[Begin]
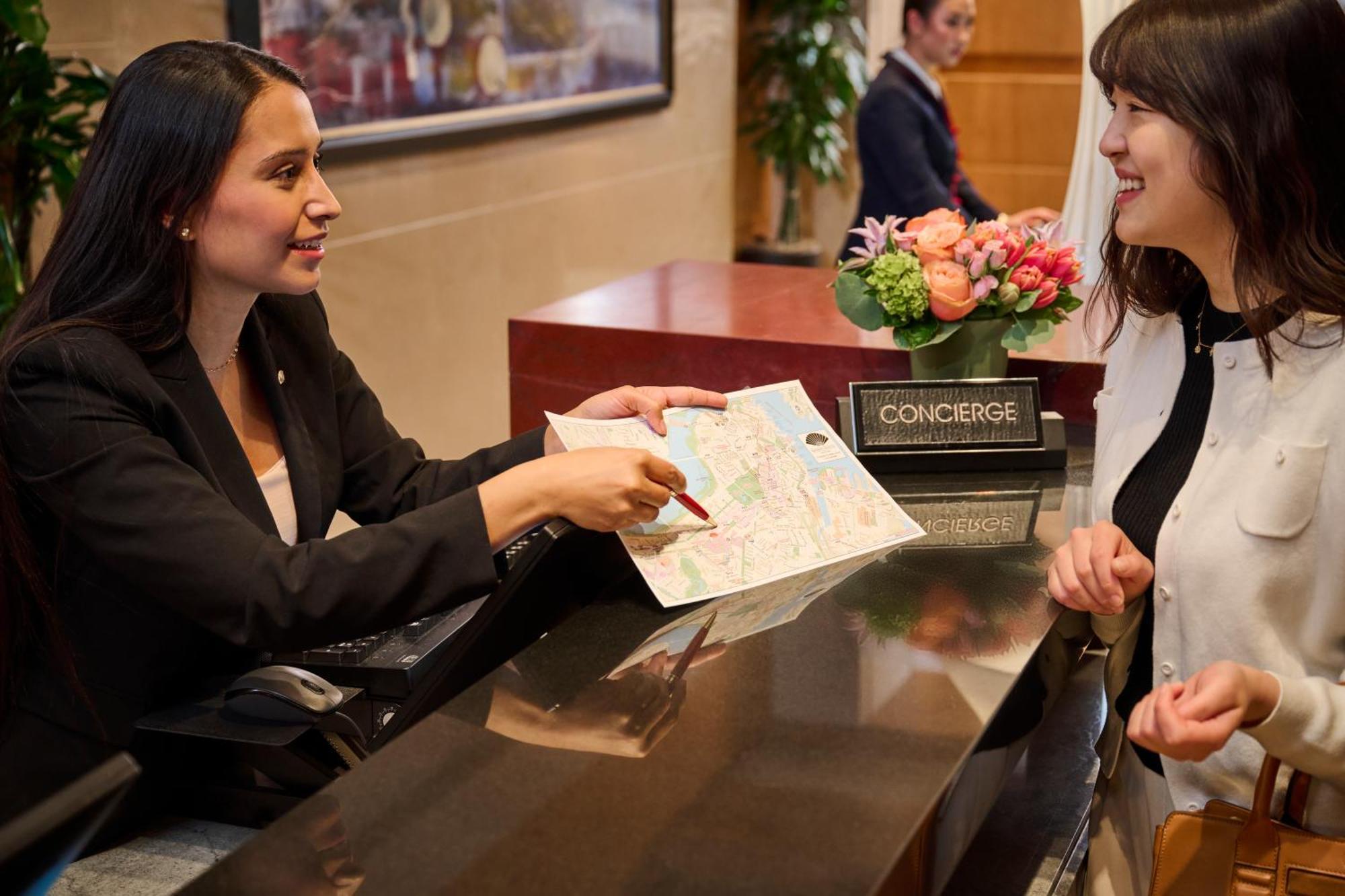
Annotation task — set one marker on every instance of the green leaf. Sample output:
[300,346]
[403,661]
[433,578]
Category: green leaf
[13,279]
[946,329]
[1069,302]
[915,334]
[856,303]
[1027,333]
[25,18]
[End]
#### Exercise prompt:
Pictures appear in the records above. Output everything except them, exactly.

#### Result of the exercise:
Annotation task — set one marker on every instance of the green leaf. Sample output:
[300,346]
[403,661]
[433,578]
Category: green leaf
[13,279]
[946,329]
[1069,302]
[915,334]
[856,303]
[1027,333]
[25,18]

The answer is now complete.